## Written problem
Starting at the line that contains "the sun glare" and continuing through the end of the material, write out every line again, requests included. Multiply each answer coordinate by 1.3 and round it to a whole number, with halves rounding up, but leave the numbers in the requests and their format samples as they are.

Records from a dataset

■ ■ ■

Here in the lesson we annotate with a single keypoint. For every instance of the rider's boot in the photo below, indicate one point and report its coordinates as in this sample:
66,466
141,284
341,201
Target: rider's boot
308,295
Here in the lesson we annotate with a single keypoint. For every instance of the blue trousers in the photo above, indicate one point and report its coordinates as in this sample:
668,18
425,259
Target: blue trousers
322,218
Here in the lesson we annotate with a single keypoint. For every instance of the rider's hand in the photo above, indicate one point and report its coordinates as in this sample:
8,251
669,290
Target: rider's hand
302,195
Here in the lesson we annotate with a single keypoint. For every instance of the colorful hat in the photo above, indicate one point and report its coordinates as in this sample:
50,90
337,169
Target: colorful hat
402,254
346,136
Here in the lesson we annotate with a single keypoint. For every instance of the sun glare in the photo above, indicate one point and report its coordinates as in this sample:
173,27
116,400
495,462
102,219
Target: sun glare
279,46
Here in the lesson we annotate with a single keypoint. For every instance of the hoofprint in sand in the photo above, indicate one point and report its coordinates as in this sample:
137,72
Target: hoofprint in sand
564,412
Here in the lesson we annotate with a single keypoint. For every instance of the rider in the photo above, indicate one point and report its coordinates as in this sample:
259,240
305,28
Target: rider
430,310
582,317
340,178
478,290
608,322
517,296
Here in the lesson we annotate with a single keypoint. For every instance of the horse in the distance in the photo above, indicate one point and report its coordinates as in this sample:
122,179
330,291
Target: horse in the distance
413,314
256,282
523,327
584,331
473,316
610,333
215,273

■ ■ ■

## Task result
Here in the lesson we annotate with a single keypoint. For every instance of the sun glare in the photo above, indicate one point and report its coordinates as in this sample:
173,27
116,400
495,462
102,219
Target: sun glare
363,60
Here in the lesson we annotate with a single keypoint. For every instance of the hoofprint in sand in the photo above, indicate one point and report its coordinates as in this sample:
137,72
Target: hoofprint in sand
733,536
Here in the lesson we annotate with a single keypoint. For every instance of the rider in the photo above, indicate one point and report its coordinates as in this sample:
259,240
305,28
Target: rider
559,403
757,412
442,231
621,377
790,419
672,385
Here in the lesson we annotate with a single keypoint. For every instance of the horse in the distance in the photo above, indicate one point and report its coordinates as in this sample:
122,179
330,291
Target: horse in the distance
537,408
333,367
680,425
759,430
615,411
793,433
280,355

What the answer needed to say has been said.